>> begin TEXT PROVIDED
Tuesday, 24 December 2024

Our First Christmas Day in Lagos - as told to our grandchildren when they were little - by Elizabeth Obadina

 This is the second part of our First Christmas in Lagos which first appeared on the blog in December 2020. You can read the first part below this published 23rd December.

 Listen carefully and today I will tell you the rest of the story of Granny and Grandad’s first Christmas Dinner in Nigeria.

One Christmas Eve, a very long time ago, before Big Sister was born, Granny and Grandad prepared a special Christmas Dinner for their friends who were invited over on Christmas Day. It was as close to an English Christmas Dinner as it could be - excepting that the turkey was missing. Great Grandma, Grandad’s mummy, had promised Granny and Grandad that the turkey which had visited their flat on Christmas Eve would be delivered on Christmas Morning, all ready to cook, in time for Christmas Dinner.

We were woken very, very early on Christmas Day by the dawn call to prayer from the mosque over the road. We were a bit tired and grumpy as the church next door had been loudly celebrating the birth of Jesus Christ since midnight and we woke up tired, with the cries of, ‘Praise the Lord!’ and ‘Hallelujah!’; super intense drumming; triangle playing and lastly a bugle clarion call welcoming in Christmas Day still hammering through our heads.  The congregation had only gone home a couple of hours earlier. They would be back later in the day. Meanwhile we got up, made some coffee and sat outside on the balcony to watch the sun rise.

It was a beautiful day. Chilly because of Harmattan but the haze, although quite thick, was somehow lying below us like a fog over nearby swampland. It was white, like snow, and, seeming to emerge from it, the sun was rising through an apricot sky. 

There was very little noise, just the occasional cock crow for even though Lagos was, and still is, a gigantic city many people kept chicken and goats in their yards and very few people then used supermarkets for their meat. It was so cold that we needed wrappers around our shoulders like blankets. We unwrapped all the presents that Father Christmas had managed to deliver to Lagos and after a while went indoors to dust away the fine Sahara sand the Harmattan wind had spread everywhere.

We were expecting visitors so we laid the dining table in the British Christmas style complete with crackers, fake holly and candles – although those weren’t for decoration, we didn't trust the electricity to stay on. The invitation had gone out to join us for a meal at 2pm and by 9am Granny was getting worried because there still wasn’t a turkey and roasting a turkey takes at least four hours and the ostrich-sized bird Grandma had brought on Christmas Eve looked big enough to need a whole day to cook in.
>> end TEXT PROVIDED
WHAT THIS EXERCISE ASKS =>
a – List the things laid on the dining table in the British Christmas style in the Christmas story.
b – Duplicate the passage of the Christmas story starting with "One Christmas Eve, a" and going on through "for Christmas Dinner.".
The items after this point are separate material, unconnected to the Christmas story.
>> begin LISTING
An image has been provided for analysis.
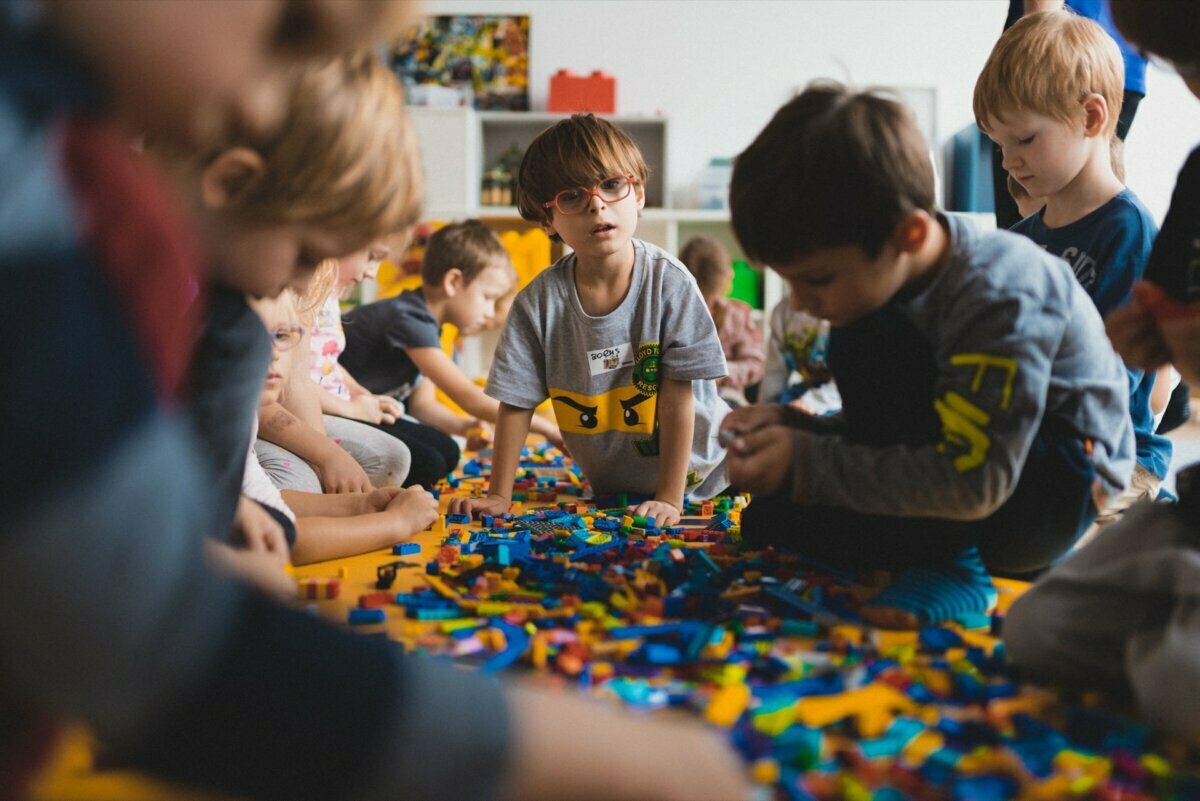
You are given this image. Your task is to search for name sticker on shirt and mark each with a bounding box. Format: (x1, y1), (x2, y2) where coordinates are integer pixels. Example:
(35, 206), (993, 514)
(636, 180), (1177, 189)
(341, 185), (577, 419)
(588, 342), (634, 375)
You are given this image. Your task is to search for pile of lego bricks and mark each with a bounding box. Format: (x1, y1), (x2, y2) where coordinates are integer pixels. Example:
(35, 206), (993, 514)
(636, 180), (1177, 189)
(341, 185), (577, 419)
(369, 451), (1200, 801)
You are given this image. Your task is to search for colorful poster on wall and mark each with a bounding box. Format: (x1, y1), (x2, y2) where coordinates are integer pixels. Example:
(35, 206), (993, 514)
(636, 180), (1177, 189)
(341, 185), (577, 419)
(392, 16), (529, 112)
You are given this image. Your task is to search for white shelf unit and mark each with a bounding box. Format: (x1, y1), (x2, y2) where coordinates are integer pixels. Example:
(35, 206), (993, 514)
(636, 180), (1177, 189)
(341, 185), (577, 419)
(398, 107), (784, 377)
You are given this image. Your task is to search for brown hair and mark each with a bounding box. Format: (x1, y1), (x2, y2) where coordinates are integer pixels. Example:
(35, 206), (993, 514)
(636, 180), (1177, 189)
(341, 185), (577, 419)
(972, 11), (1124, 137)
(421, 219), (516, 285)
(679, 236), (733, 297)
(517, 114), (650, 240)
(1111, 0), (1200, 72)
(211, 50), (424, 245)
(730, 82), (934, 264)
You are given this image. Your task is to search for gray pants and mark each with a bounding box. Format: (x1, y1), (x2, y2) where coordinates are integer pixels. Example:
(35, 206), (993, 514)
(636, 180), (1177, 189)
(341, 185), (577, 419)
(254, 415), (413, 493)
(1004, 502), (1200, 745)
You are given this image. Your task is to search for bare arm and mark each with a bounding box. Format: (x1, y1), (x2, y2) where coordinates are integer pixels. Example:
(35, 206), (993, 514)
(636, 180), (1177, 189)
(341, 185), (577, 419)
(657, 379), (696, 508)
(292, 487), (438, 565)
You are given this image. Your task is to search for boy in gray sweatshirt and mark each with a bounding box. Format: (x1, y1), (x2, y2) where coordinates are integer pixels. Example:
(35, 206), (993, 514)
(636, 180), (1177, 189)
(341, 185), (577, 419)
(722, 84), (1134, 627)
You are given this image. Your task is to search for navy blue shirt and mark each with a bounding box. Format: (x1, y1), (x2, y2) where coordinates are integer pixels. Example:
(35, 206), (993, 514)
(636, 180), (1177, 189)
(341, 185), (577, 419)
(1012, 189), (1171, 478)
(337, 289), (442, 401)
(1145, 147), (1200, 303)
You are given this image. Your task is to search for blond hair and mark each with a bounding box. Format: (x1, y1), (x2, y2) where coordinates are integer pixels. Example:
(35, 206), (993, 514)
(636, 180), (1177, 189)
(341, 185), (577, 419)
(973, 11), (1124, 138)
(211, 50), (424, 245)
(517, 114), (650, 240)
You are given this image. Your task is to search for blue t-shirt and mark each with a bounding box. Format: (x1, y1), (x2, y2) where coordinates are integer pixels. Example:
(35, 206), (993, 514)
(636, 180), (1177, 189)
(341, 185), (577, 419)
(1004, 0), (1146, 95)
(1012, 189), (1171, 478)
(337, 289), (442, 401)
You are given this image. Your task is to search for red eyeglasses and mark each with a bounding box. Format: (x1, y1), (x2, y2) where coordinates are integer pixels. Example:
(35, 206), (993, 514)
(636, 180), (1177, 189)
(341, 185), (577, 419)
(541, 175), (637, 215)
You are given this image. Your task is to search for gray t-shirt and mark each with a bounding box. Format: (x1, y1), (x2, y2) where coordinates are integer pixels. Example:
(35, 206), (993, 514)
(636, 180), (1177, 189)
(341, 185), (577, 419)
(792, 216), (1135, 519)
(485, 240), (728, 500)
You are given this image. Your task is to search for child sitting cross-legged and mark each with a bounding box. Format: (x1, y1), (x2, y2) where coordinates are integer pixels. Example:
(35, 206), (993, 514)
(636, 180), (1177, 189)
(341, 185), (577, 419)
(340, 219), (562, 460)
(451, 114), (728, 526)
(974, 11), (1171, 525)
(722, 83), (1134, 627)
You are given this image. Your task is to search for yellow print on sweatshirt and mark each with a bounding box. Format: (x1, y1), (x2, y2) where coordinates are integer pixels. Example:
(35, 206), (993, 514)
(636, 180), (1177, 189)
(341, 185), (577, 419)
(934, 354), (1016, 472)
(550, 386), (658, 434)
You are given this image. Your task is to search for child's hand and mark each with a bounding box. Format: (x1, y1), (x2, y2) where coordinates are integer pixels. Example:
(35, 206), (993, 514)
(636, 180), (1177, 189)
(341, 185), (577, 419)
>> end LISTING
RESULTS OF THE EXERCISE =>
a – crackers, fake holly, candles

b –
One Christmas Eve, a very long time ago, before Big Sister was born, Granny and Grandad prepared a special Christmas Dinner for their friends who were invited over on Christmas Day. It was as close to an English Christmas Dinner as it could be - excepting that the turkey was missing. Great Grandma, Grandad’s mummy, had promised Granny and Grandad that the turkey which had visited their flat on Christmas Eve would be delivered on Christmas Morning, all ready to cook, in time for Christmas Dinner.